* Excerpt to read

On October 20th, Bundesbank President Jens Weidmann asked Federal President Frank-Walter Steinmeier to dismiss him from office on 31 December 2021. He is leaving the Bundesbank, which he has headed since May 2011, for personal reasons.

(photo Bundesbank)

"I have come to the conclusion that more than 10 years is a good measure of time to turn over a new leaf – for the Bundesbank, but also for me personally," Weidmann wrote in a letter to the Bank's staff.

In his words of thanks to the staff, Weidmann refers to the joint achievements: "The environment in which we operate has changed massively and the Bundesbank's tasks have grown. The financial crisis, the sovereign debt crisis and most recently the pandemic have led to decisions in politics and monetary policy that will have long-lasting effects. It has always been important to me that the Bundesbank's clear, stability-oriented voice remains clearly audible. With a great deal of expertise, the departments have contributed to the discussions on the right lessons to be learned from the crisis and on the framework of the monetary union. Important regulatory changes have been adopted. The reorganisation of banking supervision in Europe has not only led to completely new supervisory structures at the ECB, but also to a strengthened role for the Bundesbank. The Bundesbank's new responsibilities in the area of financial stability also underline our central role when it comes to a functioning financial system."

Weidmann thanks his colleagues in the ECB Governing Council under the leadership of Christine Lagarde for the open and constructive atmosphere in the sometimes difficult discussions of the past years and underlines the important, stabilising role of monetary policy during the pandemic, as well as the successful conclusion of the strategy review as an important milestone in European monetary policy. Weidmann points out that the Bundesbank had confidently contributed with its analytical competence as well as its core convictions to the recently concluded review process. "A symmetrical, clearer inflation target has been agreed. Side effects and in particular financial stability risks are to be given greater attention. A targeted overshooting of the inflation rate was rejected," Weidmann continues.

* Excerpted data
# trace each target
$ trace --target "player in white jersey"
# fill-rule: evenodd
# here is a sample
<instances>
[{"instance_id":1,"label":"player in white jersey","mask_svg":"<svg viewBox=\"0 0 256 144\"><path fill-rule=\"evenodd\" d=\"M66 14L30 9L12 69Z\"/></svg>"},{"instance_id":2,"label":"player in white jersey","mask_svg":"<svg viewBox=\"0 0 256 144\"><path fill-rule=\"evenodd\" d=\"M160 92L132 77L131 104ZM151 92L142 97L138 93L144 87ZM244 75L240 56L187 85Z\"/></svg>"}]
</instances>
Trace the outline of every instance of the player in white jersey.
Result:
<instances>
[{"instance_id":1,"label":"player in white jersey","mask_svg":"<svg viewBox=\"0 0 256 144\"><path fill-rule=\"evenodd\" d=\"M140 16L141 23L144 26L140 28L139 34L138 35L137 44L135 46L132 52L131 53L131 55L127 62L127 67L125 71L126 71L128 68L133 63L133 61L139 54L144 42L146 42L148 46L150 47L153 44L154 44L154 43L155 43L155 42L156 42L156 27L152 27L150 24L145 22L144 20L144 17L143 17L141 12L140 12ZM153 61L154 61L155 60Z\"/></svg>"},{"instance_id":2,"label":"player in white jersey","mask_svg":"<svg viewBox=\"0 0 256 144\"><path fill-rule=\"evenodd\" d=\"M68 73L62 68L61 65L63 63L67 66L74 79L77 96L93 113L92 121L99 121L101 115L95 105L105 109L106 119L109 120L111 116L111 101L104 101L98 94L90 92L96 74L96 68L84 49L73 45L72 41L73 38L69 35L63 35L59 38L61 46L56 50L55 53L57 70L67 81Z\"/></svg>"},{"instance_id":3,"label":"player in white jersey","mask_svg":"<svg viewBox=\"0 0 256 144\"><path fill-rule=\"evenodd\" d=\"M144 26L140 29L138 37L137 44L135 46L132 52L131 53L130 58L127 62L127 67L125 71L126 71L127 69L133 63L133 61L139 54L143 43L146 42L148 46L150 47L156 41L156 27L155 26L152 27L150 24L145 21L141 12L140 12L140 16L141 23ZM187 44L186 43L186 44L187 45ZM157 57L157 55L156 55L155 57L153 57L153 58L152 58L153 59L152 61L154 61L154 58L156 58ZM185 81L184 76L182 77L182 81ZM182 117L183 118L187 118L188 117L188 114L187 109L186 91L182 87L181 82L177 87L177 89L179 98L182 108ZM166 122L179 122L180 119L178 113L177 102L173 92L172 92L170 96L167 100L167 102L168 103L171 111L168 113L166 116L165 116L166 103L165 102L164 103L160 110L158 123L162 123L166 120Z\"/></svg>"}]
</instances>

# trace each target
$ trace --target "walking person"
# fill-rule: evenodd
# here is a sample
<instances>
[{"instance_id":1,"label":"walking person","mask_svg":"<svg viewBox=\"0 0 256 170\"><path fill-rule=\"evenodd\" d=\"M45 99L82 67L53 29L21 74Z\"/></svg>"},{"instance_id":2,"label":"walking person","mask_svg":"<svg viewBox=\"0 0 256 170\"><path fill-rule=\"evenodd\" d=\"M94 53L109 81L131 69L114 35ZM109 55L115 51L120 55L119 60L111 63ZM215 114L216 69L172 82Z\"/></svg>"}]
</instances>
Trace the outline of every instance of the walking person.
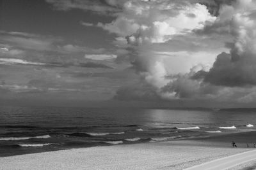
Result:
<instances>
[{"instance_id":1,"label":"walking person","mask_svg":"<svg viewBox=\"0 0 256 170\"><path fill-rule=\"evenodd\" d=\"M233 148L234 148L234 147L236 147L236 148L237 147L237 146L236 146L236 143L235 143L234 141L232 141L232 145Z\"/></svg>"}]
</instances>

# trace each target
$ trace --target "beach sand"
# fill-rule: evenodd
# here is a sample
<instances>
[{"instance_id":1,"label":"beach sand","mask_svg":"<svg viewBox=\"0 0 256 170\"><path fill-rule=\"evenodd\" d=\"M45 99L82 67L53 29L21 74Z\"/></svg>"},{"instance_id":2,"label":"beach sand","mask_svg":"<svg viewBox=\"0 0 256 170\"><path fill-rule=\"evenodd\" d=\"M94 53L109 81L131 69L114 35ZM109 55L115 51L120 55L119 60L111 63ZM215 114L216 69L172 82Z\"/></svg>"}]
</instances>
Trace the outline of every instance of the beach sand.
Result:
<instances>
[{"instance_id":1,"label":"beach sand","mask_svg":"<svg viewBox=\"0 0 256 170\"><path fill-rule=\"evenodd\" d=\"M250 132L193 140L71 149L2 157L0 165L1 169L182 169L254 150L247 148L246 144L252 145L255 136L255 132ZM237 148L232 148L232 140ZM240 167L254 166L250 162ZM239 169L239 166L236 168Z\"/></svg>"}]
</instances>

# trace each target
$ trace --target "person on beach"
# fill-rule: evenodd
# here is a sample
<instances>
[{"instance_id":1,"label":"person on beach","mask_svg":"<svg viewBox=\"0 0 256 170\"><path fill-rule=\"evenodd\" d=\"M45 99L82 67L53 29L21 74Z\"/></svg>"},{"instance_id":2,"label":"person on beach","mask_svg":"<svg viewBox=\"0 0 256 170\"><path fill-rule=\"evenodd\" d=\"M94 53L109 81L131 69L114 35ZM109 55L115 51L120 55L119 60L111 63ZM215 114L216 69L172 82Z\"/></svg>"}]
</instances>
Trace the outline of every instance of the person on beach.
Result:
<instances>
[{"instance_id":1,"label":"person on beach","mask_svg":"<svg viewBox=\"0 0 256 170\"><path fill-rule=\"evenodd\" d=\"M233 148L234 147L236 147L236 148L237 147L236 145L236 143L234 141L232 141L232 144Z\"/></svg>"}]
</instances>

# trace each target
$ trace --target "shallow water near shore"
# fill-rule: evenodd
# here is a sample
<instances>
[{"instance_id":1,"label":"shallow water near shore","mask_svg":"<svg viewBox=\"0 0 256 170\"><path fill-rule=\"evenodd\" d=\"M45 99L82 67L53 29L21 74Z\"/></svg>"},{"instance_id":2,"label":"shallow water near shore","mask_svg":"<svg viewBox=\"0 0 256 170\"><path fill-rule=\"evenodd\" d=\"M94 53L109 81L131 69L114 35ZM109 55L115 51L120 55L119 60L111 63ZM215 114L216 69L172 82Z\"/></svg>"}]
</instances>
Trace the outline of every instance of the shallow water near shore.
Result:
<instances>
[{"instance_id":1,"label":"shallow water near shore","mask_svg":"<svg viewBox=\"0 0 256 170\"><path fill-rule=\"evenodd\" d=\"M254 131L255 114L214 110L1 107L0 157Z\"/></svg>"}]
</instances>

* Assigned task 1
Do these statements agree with the article on Jens Weidmann's resignation? Answer yes or no for each, quoting the deciding words of the article.
(a) Weidmann has led the Bundesbank since May 2011.
(b) Weidmann asked to leave office at the end of October.
(c) The strategy review approved a targeted overshooting of the inflation rate.
* Assigned task 2
Could you pick up the article on Jens Weidmann's resignation after its last sentence and carry it on?
The records have no part in any of this.

* Final answer 1
(a) Yes: "which he has headed since May 2011"
(b) No: "to dismiss him from office on 31 December 2021"
(c) No: "A targeted overshooting of the inflation rate was rejected"

* Final answer 2
Looking ahead, he points out that it now depends on how this strategy is "lived" through concrete monetary policy decisions. "In this context, it will be crucial," says Weidmann, "not to look one-sidedly at deflationary risks, but not to lose sight of prospective inflationary dangers either. A stability-oriented monetary policy will only be possible in the long run if the regulatory framework of the Monetary Union continues to ensure the unity of action and liability, monetary policy respects its narrow mandate and does not get caught in the wake of fiscal policy or the financial markets. This remains my firm personal conviction, as does the high importance of the independence of monetary policy."

That comment may be a nod to ongoing discussions on the Governing Council to transfer some of the flexibility of the pandemic-induced asset purchase program, known as PEPP, to previously existing programs. This move would allow the ECB to focus its government bond purchases on individual member states, thereby removing spreads in borrowing costs and, arguably, reducing the incentive for sound fiscal policies.

He emphasises that it has been an honour and a matter close to his heart over all these years to represent the Bundesbank as an institution and to shape the Bank's positions together with his colleagues in the interest of a stable currency, a stable financial system, stable payment systems and a secure cash supply. Weidmann expressed special thanks to the members of the Executive Board. Together, they had positioned the Bundesbank as a competent and agile institution that treated its staff with respect and acted transparently towards the public.

Since the September elections, German political parties have been in the midst of discussions to try to form a government, which will be responsible, among other things, for appointing the next President of the Bundesbank.